BEGIN Task material

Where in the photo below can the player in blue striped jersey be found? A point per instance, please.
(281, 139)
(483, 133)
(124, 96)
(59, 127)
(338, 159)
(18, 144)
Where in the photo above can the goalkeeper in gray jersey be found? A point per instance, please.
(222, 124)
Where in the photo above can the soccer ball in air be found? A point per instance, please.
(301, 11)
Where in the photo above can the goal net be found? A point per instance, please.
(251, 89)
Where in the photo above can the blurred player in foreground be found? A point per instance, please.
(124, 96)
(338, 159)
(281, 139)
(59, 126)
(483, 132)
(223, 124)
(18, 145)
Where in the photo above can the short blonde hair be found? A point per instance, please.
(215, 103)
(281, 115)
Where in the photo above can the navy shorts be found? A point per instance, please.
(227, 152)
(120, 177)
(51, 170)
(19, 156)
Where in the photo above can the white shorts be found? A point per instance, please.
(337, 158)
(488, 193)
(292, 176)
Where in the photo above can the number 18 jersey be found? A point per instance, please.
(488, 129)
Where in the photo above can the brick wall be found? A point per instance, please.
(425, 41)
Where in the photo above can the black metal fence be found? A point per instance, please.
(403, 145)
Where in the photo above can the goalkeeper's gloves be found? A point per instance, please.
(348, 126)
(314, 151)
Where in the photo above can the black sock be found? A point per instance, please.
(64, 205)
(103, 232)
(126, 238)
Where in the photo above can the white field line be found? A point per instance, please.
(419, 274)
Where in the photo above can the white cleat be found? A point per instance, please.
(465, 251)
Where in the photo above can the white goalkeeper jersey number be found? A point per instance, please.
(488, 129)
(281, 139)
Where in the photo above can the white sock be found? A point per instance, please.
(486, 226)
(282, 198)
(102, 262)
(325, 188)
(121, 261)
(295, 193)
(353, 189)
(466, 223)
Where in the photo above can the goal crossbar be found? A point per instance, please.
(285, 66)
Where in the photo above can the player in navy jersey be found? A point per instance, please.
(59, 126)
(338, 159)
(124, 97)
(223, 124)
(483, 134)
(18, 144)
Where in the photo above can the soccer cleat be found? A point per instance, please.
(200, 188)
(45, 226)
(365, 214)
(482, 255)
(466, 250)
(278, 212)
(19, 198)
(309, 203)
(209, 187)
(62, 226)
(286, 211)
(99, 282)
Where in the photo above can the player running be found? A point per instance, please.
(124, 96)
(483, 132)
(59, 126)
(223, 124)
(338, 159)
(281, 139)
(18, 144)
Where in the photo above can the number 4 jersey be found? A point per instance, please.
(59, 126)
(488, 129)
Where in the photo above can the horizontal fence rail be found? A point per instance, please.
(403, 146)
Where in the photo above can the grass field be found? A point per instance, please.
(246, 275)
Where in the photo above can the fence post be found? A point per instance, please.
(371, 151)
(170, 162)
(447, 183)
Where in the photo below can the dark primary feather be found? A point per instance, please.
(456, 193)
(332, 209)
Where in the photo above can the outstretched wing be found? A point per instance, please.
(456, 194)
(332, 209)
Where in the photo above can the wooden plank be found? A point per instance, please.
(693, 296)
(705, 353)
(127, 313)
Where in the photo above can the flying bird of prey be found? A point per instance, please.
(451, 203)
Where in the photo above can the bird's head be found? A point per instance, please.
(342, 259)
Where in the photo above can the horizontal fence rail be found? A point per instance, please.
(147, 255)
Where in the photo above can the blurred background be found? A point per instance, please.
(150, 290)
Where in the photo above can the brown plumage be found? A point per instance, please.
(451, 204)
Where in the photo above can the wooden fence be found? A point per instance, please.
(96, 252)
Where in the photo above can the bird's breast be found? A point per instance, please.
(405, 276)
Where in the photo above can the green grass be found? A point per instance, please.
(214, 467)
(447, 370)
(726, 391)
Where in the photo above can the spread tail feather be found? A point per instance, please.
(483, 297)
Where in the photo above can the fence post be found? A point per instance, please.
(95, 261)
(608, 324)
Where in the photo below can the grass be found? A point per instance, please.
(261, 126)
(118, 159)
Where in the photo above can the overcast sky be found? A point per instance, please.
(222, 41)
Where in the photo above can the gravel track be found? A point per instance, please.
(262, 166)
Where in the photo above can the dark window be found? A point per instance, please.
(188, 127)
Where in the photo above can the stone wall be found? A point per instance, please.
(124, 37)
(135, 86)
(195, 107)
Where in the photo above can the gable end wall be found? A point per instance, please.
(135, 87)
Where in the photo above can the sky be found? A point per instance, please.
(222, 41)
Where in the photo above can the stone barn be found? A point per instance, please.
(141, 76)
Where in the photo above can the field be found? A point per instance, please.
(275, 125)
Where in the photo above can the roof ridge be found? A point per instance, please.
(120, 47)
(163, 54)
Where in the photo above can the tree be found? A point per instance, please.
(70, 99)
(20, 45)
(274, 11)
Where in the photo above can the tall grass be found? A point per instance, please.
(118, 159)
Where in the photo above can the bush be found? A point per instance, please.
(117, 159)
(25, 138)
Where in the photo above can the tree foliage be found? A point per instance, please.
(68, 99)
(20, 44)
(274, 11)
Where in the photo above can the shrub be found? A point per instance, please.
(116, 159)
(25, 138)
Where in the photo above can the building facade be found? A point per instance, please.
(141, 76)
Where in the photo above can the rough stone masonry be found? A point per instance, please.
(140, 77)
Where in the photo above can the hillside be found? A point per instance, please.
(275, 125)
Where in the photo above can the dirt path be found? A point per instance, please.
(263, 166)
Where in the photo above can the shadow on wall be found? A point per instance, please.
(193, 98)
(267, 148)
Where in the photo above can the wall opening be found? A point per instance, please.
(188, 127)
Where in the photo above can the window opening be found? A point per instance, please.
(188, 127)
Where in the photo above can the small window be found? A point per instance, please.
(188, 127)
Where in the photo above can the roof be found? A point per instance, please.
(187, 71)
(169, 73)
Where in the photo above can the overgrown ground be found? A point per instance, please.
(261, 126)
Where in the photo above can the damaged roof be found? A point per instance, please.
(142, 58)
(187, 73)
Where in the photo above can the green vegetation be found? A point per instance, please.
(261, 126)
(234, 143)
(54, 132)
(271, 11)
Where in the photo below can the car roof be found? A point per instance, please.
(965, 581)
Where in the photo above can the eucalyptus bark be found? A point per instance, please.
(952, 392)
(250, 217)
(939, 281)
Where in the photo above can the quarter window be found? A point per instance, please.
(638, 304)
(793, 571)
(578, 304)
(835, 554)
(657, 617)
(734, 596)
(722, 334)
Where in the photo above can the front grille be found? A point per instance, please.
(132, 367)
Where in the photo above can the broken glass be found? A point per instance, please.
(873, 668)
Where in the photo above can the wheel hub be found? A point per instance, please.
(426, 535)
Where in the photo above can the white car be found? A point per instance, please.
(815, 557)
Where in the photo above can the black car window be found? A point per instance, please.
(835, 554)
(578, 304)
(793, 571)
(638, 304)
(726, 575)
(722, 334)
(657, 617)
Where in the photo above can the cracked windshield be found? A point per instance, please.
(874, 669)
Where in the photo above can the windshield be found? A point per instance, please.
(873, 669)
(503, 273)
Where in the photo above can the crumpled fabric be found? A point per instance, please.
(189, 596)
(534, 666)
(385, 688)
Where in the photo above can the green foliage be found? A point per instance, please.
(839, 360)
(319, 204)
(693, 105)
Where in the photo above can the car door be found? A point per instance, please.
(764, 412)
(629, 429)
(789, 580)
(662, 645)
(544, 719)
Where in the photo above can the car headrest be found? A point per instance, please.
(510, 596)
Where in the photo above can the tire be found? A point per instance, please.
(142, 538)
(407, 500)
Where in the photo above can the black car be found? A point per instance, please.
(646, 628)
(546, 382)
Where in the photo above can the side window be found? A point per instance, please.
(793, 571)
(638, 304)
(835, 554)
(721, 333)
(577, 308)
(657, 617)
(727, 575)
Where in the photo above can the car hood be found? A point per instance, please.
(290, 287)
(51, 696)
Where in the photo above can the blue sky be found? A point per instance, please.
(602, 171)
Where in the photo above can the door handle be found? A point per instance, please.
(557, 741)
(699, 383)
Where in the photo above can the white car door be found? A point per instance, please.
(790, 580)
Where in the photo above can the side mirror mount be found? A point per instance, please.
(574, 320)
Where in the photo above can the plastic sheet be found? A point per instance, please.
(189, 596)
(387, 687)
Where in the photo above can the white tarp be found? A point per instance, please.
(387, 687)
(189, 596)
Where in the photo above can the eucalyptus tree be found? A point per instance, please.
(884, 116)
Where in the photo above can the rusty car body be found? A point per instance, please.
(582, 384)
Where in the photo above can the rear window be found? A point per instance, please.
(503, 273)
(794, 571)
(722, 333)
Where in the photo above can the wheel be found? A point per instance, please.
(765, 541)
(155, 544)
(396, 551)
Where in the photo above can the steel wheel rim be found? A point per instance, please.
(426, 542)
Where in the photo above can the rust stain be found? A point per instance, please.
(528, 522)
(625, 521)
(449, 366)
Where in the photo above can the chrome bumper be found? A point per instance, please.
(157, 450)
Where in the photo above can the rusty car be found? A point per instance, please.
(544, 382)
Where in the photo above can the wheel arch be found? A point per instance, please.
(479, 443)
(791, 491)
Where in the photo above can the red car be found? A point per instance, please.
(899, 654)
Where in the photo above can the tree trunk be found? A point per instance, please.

END Task material
BEGIN Task material

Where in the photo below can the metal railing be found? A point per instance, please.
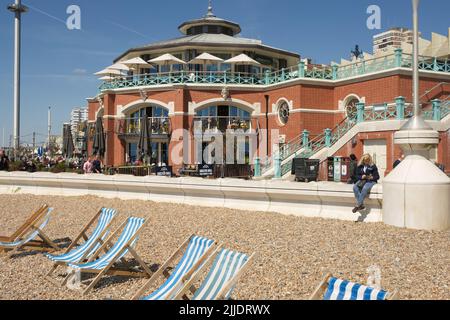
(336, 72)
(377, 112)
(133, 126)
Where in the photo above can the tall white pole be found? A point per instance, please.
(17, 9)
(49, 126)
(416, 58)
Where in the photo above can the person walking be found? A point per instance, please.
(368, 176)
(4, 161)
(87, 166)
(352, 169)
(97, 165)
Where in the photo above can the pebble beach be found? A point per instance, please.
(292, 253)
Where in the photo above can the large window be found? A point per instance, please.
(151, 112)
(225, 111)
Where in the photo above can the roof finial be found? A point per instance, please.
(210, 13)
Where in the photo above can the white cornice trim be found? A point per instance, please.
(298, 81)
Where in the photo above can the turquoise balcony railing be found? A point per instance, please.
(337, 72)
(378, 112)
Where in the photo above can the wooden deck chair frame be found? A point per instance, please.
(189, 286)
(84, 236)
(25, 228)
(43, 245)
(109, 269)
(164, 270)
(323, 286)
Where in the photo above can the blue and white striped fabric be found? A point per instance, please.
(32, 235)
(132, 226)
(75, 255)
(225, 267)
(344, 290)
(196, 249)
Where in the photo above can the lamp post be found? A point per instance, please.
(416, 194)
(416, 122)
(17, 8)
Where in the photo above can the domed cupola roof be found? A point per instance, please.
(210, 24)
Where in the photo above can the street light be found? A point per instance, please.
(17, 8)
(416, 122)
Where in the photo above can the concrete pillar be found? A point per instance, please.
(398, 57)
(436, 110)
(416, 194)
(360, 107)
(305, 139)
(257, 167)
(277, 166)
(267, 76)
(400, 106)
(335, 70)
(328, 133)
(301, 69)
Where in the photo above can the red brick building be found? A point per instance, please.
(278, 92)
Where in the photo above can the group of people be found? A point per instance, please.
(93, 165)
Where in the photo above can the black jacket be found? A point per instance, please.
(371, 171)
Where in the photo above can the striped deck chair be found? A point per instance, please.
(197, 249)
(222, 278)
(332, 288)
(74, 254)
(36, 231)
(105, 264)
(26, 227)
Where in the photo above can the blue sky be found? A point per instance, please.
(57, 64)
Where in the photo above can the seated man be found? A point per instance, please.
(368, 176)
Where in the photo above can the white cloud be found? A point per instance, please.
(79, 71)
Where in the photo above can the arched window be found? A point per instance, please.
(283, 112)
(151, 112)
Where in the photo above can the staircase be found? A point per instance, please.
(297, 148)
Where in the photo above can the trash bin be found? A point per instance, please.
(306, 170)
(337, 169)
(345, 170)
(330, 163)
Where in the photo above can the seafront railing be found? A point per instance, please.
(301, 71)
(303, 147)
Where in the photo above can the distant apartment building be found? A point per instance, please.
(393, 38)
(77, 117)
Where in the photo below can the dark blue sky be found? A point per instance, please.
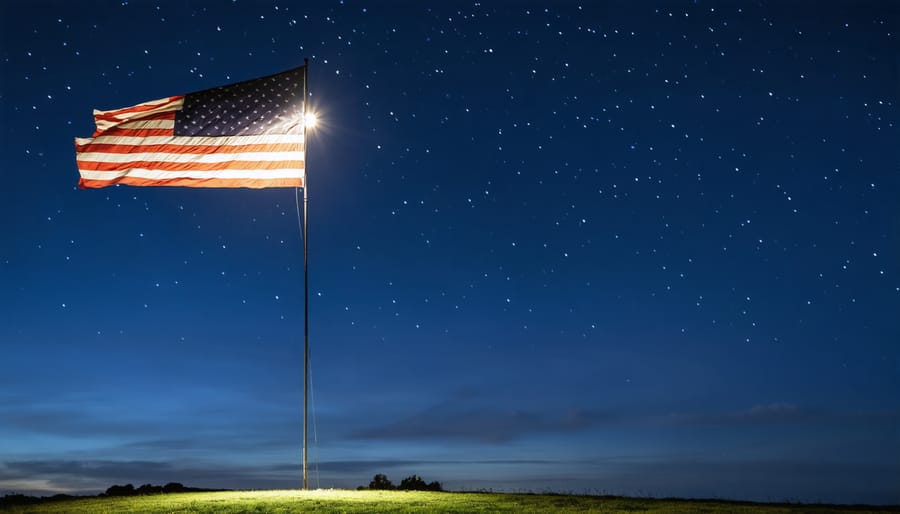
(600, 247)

END Task material

● **Task to carry out**:
Which rows above contain the word "blurred", counting only matches with the same capitalization? Copy out each such row in full.

● **Written solution**:
Where in the photo above can the blurred player in foreground be found? A point per instance, please.
Where in the photo above can the blurred background be found? A point per instance, please.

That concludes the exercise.